Arbeitsauftrag 1: Suche aus den Zeilen weiter unten jede Zeile heraus, in der die Zeichenfolge „purple“ vorkommt, und gib diese Zeilen unverändert wieder.

Vorliegender Text:
Montag, 27. Juni 2005

"mit einer träne im auge"

Der vierte und letzte Teil des VfLog-Interviews mit VfL-Medienchef Markus Aretz. (Teil 1 | Teil 2 | Teil 3)

Wagen wir jetzt einen Ausblick auf die nächste Saison. Im Gladbacher Umfeld ist die Erwartungshaltung, auch wenn man gerade die x-te Saison ganz knapp nicht abgestiegen ist: „Jetzt wollen wir in die Champions League!“ Was macht man dagegen? Und zweitens: Worauf darf man realistischerweise hoffen im nächsten Jahr, was wäre ein Ziel?

Arbeitsauftrag 2:
Beantworte die folgenden Fragen zum Interviewtext oben jeweils kurz:
(a) Welches Datum steht über dem Interviewtext?
(b) Welche Funktion hat Markus Aretz beim VfL?
(c) Welche Erwartung wird laut dem Interviewtext im Gladbacher Umfeld geäußert?

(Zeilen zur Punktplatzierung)
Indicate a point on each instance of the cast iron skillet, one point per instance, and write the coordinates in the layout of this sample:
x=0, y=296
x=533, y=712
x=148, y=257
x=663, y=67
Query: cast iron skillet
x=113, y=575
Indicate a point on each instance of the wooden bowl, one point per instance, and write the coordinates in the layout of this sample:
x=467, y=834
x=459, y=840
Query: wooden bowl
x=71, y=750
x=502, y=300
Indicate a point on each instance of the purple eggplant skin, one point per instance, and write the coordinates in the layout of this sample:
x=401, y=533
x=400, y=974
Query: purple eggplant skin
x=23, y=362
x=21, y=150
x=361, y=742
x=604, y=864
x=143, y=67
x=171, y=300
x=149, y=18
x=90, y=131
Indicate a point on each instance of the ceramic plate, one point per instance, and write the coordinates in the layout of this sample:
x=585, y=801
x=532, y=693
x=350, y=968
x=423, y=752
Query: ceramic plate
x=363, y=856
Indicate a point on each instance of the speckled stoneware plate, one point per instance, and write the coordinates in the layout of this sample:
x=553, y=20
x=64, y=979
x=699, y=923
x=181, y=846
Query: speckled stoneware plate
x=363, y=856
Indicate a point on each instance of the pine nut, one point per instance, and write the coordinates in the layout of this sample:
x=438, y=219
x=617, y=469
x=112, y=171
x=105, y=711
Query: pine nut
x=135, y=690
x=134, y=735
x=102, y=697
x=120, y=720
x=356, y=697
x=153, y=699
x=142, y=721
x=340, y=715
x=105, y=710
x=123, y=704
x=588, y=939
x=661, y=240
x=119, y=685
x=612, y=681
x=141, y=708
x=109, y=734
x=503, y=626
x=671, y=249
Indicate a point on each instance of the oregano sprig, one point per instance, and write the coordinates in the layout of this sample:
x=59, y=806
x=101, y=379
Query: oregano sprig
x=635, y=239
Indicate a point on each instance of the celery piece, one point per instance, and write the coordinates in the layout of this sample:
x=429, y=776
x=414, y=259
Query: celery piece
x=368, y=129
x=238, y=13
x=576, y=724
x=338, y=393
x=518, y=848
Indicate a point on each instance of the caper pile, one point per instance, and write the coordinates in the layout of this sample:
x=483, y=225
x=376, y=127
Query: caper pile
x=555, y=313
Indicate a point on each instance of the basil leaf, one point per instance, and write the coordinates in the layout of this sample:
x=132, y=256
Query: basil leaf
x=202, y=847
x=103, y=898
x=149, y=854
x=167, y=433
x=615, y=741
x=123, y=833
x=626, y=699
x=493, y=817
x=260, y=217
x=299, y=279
...
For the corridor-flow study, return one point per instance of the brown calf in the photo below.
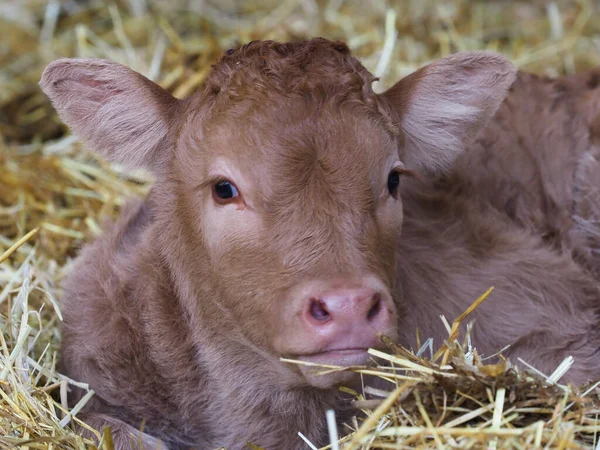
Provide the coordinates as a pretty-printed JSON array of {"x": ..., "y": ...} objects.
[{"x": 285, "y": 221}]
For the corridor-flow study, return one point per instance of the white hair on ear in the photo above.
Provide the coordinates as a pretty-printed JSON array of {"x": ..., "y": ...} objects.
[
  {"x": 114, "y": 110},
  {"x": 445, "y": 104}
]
--
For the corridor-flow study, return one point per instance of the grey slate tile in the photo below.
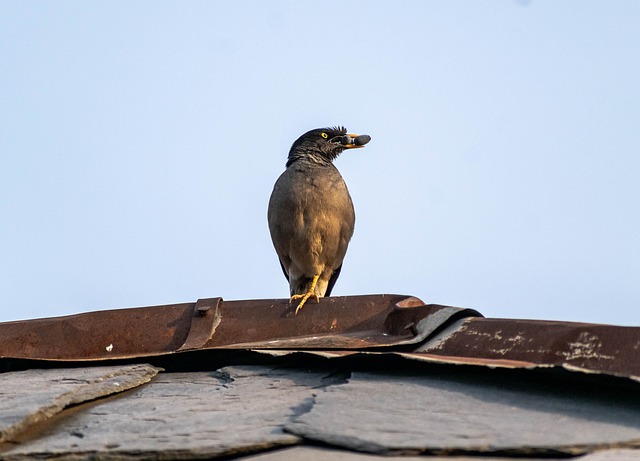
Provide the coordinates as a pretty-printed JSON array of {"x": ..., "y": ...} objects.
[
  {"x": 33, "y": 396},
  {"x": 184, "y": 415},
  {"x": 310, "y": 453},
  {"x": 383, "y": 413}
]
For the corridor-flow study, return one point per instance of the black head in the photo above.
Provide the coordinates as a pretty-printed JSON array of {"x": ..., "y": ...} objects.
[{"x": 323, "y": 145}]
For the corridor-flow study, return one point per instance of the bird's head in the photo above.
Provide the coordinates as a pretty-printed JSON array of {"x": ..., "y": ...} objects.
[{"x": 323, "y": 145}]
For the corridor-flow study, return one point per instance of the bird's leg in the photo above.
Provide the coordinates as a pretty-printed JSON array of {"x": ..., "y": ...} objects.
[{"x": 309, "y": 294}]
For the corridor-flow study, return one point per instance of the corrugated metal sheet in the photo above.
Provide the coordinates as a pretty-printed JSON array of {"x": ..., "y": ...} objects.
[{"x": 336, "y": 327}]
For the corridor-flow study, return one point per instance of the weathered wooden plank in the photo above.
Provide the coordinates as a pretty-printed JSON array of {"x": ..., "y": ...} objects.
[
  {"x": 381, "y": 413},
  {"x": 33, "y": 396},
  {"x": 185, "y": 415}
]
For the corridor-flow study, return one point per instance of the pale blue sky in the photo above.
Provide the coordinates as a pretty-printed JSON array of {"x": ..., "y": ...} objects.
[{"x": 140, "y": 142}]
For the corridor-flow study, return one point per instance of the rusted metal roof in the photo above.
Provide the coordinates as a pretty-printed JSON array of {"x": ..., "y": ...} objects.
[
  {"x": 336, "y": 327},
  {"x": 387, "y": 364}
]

Erwartete Antwort 1:
Indicate a point on each instance of the purple eggplant skin, one point per instance, and write the coordinates in the layout of this sample:
Query: purple eggplant skin

Erwartete Antwort 2:
(a) Montag, 27. Juni 2005
(b) Er ist VfL-Medienchef.
(c) „Jetzt wollen wir in die Champions League!“